** start of SOURCE DOCUMENT **

Eighty years of Peru’s literary icon Mario Vargas Llosa

By March 29, 2016

Mario Vargas Llosa celebrated his 80th birthday at a Madrid hotel on Monday, five years after The Economist called him “the region’s conscience.”

The Nobel laureate’s celebration was attended by 400 guests including former Spanish Presidents Jose Maria Aznar and Felipe Gonzalez, former Colombian President Andres Pastrana, former Chilean President Sebastian Piñera, fellow Nobel Prize-winner Orhan Pamuk and the parents of jailed Venezuelan opposition leader Leopoldo Lopez.

Two weeks ago Vargas had presented a book written by Lopez in solitary confinement during the two years he has been jailed in Venezuela under what Vargas called the “dictatorship” of President Nicolas Maduro. His call to free Lopez is the latest manifestation of Vargas’s long trajectory in a career that has spanned almost 60 years.

** end of SOURCE DOCUMENT **
** start of GIVEN ENTRIES **

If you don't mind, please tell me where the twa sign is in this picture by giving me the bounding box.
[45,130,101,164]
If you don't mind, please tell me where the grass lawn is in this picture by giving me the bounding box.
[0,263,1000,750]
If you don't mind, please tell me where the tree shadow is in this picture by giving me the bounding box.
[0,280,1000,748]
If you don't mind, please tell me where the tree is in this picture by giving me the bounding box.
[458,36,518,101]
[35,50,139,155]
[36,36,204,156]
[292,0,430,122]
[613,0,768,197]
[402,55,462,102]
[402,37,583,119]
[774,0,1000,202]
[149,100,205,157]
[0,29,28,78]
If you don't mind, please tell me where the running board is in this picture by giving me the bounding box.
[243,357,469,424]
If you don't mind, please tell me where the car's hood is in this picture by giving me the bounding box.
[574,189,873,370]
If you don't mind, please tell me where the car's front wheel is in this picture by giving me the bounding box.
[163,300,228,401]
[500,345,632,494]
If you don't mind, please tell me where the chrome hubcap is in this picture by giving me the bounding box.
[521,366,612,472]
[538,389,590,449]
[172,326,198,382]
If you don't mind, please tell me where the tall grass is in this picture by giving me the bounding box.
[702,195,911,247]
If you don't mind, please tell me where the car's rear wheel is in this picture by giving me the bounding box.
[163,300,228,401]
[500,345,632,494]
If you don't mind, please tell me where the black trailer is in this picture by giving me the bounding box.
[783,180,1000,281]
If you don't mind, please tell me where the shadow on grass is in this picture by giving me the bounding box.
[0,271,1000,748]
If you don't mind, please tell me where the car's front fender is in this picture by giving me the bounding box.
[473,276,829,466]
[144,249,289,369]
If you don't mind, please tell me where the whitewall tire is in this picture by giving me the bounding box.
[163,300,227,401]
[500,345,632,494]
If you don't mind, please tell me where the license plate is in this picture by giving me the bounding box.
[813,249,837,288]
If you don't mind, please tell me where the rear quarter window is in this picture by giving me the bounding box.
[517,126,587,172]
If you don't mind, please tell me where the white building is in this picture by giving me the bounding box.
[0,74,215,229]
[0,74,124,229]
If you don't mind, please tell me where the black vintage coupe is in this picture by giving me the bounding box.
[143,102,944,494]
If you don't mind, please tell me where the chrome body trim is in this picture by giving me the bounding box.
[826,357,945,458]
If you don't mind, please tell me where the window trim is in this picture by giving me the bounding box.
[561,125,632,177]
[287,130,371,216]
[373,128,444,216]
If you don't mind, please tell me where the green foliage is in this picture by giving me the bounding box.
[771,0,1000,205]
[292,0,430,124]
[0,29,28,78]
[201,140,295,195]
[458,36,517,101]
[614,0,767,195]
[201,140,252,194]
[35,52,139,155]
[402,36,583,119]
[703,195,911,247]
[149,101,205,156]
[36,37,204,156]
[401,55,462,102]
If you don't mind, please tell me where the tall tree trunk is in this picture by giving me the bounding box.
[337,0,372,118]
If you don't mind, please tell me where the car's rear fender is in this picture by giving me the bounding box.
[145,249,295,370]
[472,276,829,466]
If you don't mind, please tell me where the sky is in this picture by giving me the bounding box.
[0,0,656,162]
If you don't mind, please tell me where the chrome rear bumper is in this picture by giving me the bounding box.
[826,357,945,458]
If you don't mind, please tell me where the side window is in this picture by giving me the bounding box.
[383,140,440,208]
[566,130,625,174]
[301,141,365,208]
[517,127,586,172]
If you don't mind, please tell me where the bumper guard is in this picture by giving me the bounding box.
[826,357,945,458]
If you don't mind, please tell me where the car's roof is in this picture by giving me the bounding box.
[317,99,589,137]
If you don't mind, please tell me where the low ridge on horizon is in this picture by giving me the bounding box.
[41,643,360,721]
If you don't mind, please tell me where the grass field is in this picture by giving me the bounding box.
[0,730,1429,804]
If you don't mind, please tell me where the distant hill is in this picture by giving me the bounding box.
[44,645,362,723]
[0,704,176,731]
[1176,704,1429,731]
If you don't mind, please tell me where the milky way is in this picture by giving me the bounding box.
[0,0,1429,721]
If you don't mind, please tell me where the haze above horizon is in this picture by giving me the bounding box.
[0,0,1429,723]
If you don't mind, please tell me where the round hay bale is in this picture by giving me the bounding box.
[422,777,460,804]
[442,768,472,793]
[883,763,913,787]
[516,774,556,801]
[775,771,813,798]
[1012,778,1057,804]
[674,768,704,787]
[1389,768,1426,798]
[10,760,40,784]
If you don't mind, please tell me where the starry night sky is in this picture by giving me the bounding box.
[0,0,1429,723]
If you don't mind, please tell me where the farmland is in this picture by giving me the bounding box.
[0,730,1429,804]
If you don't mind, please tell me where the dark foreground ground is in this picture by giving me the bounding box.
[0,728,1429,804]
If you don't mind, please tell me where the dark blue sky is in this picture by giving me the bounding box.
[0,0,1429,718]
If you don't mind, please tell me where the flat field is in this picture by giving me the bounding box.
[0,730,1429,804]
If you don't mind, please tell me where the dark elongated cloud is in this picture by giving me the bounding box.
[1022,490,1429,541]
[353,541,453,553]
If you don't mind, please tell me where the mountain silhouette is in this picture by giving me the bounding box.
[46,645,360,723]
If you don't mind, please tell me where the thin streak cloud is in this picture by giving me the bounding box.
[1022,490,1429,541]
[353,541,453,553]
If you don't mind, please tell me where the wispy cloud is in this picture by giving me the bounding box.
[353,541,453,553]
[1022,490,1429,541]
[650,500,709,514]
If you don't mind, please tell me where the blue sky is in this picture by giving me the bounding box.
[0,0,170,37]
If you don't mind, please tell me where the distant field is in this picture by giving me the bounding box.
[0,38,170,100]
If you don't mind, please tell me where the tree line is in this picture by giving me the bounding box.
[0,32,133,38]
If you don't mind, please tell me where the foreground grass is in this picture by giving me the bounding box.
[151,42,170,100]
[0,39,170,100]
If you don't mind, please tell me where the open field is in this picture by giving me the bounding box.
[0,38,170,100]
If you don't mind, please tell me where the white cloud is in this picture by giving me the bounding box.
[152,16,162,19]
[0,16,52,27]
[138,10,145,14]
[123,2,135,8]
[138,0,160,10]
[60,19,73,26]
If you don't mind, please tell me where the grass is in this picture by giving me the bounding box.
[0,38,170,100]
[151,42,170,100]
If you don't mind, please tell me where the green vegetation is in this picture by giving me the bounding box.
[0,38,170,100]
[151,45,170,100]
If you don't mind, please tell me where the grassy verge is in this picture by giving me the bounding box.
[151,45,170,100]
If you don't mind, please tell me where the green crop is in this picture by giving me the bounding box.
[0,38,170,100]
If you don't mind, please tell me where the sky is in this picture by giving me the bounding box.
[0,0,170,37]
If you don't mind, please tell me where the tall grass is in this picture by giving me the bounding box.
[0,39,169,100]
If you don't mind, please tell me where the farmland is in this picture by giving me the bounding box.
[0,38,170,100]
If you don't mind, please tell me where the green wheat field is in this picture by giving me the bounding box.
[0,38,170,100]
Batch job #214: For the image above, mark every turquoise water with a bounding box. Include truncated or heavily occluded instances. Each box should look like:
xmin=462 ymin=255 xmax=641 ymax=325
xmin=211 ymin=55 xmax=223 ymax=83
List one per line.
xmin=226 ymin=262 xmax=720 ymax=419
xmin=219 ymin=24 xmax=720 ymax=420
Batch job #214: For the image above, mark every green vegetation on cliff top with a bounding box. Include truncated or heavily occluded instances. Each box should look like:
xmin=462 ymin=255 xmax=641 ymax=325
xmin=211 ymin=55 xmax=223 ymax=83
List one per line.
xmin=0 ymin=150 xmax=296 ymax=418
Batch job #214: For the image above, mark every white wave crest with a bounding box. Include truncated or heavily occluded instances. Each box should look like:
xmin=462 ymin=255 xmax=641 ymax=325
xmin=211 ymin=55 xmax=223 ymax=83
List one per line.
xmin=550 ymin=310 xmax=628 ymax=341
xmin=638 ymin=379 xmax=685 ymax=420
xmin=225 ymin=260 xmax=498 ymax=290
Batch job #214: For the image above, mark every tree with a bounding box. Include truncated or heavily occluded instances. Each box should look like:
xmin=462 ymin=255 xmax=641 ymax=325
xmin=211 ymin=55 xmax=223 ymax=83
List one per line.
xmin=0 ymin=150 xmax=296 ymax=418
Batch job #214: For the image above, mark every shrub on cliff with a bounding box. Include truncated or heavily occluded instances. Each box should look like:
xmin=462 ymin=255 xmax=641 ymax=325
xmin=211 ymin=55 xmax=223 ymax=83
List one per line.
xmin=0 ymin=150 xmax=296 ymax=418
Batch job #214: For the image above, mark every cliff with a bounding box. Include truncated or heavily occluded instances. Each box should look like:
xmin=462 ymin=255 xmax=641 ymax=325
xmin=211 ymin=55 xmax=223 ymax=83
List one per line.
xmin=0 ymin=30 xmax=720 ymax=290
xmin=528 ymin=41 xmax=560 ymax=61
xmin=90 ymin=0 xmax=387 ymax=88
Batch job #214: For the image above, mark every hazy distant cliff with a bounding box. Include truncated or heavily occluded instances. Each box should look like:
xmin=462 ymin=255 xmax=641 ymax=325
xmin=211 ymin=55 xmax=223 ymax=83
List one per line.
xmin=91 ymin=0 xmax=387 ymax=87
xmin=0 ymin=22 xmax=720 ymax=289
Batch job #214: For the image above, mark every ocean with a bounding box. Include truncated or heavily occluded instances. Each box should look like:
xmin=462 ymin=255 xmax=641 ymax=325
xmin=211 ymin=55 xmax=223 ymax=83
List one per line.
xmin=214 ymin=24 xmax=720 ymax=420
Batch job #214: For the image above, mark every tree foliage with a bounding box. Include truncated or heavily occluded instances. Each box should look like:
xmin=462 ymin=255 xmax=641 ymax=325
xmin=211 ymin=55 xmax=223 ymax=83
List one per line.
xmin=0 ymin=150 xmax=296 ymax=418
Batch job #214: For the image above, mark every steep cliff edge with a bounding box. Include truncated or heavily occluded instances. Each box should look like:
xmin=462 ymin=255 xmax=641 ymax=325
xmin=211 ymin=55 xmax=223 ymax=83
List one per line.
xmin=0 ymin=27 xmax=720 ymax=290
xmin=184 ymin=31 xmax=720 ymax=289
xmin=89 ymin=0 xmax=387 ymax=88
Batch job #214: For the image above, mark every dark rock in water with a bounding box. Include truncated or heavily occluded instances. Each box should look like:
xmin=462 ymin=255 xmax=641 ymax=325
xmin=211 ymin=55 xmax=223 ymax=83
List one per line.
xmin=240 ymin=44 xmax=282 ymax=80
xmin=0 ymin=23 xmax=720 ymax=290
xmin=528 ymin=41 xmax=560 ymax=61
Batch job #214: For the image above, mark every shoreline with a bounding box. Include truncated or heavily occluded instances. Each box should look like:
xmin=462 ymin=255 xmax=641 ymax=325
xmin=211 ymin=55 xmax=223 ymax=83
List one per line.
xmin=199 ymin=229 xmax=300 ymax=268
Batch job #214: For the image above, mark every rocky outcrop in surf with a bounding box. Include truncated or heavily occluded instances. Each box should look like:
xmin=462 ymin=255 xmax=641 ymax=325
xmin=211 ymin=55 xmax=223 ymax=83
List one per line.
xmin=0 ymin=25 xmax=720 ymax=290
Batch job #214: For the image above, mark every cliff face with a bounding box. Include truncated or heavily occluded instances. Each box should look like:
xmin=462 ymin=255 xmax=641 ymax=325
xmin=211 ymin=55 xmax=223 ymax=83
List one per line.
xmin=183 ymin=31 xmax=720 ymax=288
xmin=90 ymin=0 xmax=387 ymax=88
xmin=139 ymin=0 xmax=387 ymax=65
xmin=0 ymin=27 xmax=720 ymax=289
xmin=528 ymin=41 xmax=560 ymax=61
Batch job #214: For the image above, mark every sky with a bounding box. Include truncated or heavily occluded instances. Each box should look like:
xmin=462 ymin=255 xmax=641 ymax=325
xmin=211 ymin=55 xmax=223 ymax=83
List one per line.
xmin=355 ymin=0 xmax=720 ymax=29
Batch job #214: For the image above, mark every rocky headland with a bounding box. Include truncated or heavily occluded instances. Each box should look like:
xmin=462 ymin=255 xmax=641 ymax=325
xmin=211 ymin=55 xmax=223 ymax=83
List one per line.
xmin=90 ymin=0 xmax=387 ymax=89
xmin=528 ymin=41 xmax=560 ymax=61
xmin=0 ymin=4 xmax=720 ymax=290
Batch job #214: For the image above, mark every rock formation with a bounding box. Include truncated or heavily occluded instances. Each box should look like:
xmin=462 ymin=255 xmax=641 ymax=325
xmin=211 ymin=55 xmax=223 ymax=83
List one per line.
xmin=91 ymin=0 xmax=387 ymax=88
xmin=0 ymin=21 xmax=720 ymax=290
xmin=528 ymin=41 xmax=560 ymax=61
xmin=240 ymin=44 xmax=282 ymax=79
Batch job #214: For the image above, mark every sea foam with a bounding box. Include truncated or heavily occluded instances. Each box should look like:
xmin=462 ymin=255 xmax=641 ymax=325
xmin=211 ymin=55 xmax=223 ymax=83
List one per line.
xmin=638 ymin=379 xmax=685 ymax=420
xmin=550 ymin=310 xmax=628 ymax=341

** end of GIVEN ENTRIES **

= WRITTEN TASK A =
Reproduce the passage of the Vargas Llosa article from "Mario Vargas Llosa celebrated" up to and including "leader Leopoldo Lopez.".
= WRITTEN TASK B =
According to the Vargas Llosa article, how many guests attended the celebration?
= WRITTEN TASK C =
Recast the paragraph of the Vargas Llosa article beginning "The Nobel laureate's celebration" as a list of its guests.
The entries come from a different source than the Vargas Llosa article.

= EXERCISE SOLUTION A =
Mario Vargas Llosa celebrated his 80th birthday at a Madrid hotel on Monday, five years after The Economist called him “the region’s conscience.”

The Nobel laureate’s celebration was attended by 400 guests including former Spanish Presidents Jose Maria Aznar and Felipe Gonzalez, former Colombian President Andres Pastrana, former Chilean President Sebastian Piñera, fellow Nobel Prize-winner Orhan Pamuk and the parents of jailed Venezuelan opposition leader Leopoldo Lopez.

= EXERCISE SOLUTION B =
400 guests.

= EXERCISE SOLUTION C =
The Nobel laureate's celebration was attended by 400 guests, including:
- former Spanish Presidents Jose Maria Aznar and Felipe Gonzalez
- former Colombian President Andres Pastrana
- former Chilean President Sebastian Piñera
- fellow Nobel Prize-winner Orhan Pamuk
- the parents of jailed Venezuelan opposition leader Leopoldo Lopez